From the conveyor belt passage, extract the exact portion starting at "By gaining a" and ending at "a conveyor belt.".

**Supplied text:**
•••••
Conveyors are the arteries of the bulk materials handling industry, moving large amounts of material from the source point to its destination. The basic components of a conveyor are the idlers, conveyor belt, pulleys and drives. The most important component, because of its relatively high cost and wear rate, is the belt itself.
The conveyor belt is subjected to different dynamic loading actions as it rides loaded on the carrying idler rolls in the one direction and unloaded on the return idler rolls in other direction. The interaction between the conveyor belt and the idler rolls is therefore extremely important as the idler rolls come into contact with the belt most frequently.
Purpose of the study
The aim of this investigation is to attempt to better understand the stresses occurring within the conveyor belt, in particular in the idler junction area. How do the various idler configurations impart stress into this area and which configuration would impart the least stress?
The fact is that despite a long history of development of design theories, designers still need to apply the accepted safety factors of 10 for fabric belts and 6.67 for steel cord belts. This reveals that there remains scope for improvement in the field of conveyor design.
By gaining a greater understanding of the dynamic forces acting on a conveyor, it is possible to design idler configurations which reduce the stresses in conveyor belting. This in turn allows conveyor designers to reduce the class of conveyor belt for a particular application, thereby offering the industry considerable savings, not only in capital but also in the operational cost over the life of a conveyor belt.
The debate in the bulk materials handling industry on whether offset idlers are ‘gentler’ on the belt compared to inline idlers has raged for many years. This debate was exacerbated by the introduction of the socalled ‘belt friendly idler’ which has an even greater offset between the rolls than the conventional offset idler, as noted in the national standard (SANS 1313-1, 2012).
•••••
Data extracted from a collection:
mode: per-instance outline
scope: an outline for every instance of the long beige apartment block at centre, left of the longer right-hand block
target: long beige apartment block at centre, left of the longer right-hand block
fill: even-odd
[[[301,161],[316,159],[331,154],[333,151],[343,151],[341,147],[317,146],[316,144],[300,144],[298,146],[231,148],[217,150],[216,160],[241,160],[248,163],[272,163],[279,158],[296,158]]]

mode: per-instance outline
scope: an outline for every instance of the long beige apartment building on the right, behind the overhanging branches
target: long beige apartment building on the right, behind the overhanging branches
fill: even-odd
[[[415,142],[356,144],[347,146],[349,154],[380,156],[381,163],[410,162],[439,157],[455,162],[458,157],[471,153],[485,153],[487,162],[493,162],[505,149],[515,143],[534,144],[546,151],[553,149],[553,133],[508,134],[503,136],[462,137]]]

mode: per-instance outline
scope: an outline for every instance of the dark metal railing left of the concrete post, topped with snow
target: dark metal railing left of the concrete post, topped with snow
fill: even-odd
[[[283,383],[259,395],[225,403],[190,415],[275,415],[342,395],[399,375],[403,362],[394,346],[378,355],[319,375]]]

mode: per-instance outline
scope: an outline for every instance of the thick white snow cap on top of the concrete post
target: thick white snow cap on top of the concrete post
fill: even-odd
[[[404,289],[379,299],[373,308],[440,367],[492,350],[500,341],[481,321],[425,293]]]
•••••
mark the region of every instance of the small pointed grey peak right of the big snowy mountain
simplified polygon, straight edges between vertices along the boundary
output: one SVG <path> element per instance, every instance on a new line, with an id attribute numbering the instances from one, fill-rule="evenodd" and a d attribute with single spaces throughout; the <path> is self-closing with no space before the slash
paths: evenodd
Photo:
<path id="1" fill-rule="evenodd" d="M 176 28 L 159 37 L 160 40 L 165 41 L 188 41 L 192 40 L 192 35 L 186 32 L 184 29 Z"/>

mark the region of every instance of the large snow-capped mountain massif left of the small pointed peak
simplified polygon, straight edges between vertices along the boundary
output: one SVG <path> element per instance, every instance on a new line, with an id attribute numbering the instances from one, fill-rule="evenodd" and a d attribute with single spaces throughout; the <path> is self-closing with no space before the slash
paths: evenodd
•••••
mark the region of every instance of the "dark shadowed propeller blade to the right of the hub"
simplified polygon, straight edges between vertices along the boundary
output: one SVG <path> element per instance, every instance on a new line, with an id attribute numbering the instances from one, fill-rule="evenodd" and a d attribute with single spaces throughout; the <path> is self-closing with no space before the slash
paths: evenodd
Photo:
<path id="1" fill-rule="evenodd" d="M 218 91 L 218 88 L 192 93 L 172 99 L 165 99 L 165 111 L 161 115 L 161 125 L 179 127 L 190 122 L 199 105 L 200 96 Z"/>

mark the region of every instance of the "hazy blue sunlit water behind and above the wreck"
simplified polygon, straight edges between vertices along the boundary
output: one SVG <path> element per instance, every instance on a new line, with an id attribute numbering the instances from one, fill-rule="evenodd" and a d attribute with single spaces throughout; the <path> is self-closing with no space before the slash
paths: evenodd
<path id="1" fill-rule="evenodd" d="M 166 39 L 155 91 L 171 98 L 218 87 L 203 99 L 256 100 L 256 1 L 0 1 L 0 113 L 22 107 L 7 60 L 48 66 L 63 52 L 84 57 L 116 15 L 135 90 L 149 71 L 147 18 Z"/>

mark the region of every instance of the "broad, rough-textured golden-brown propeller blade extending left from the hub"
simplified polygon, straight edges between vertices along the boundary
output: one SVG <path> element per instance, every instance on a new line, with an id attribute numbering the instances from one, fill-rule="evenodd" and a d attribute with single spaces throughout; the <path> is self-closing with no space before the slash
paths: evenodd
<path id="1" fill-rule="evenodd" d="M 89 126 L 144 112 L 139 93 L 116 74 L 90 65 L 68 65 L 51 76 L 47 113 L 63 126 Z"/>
•••••
**Result of this exercise:**
By gaining a greater understanding of the dynamic forces acting on a conveyor, it is possible to design idler configurations which reduce the stresses in conveyor belting. This in turn allows conveyor designers to reduce the class of conveyor belt for a particular application, thereby offering the industry considerable savings, not only in capital but also in the operational cost over the life of a conveyor belt.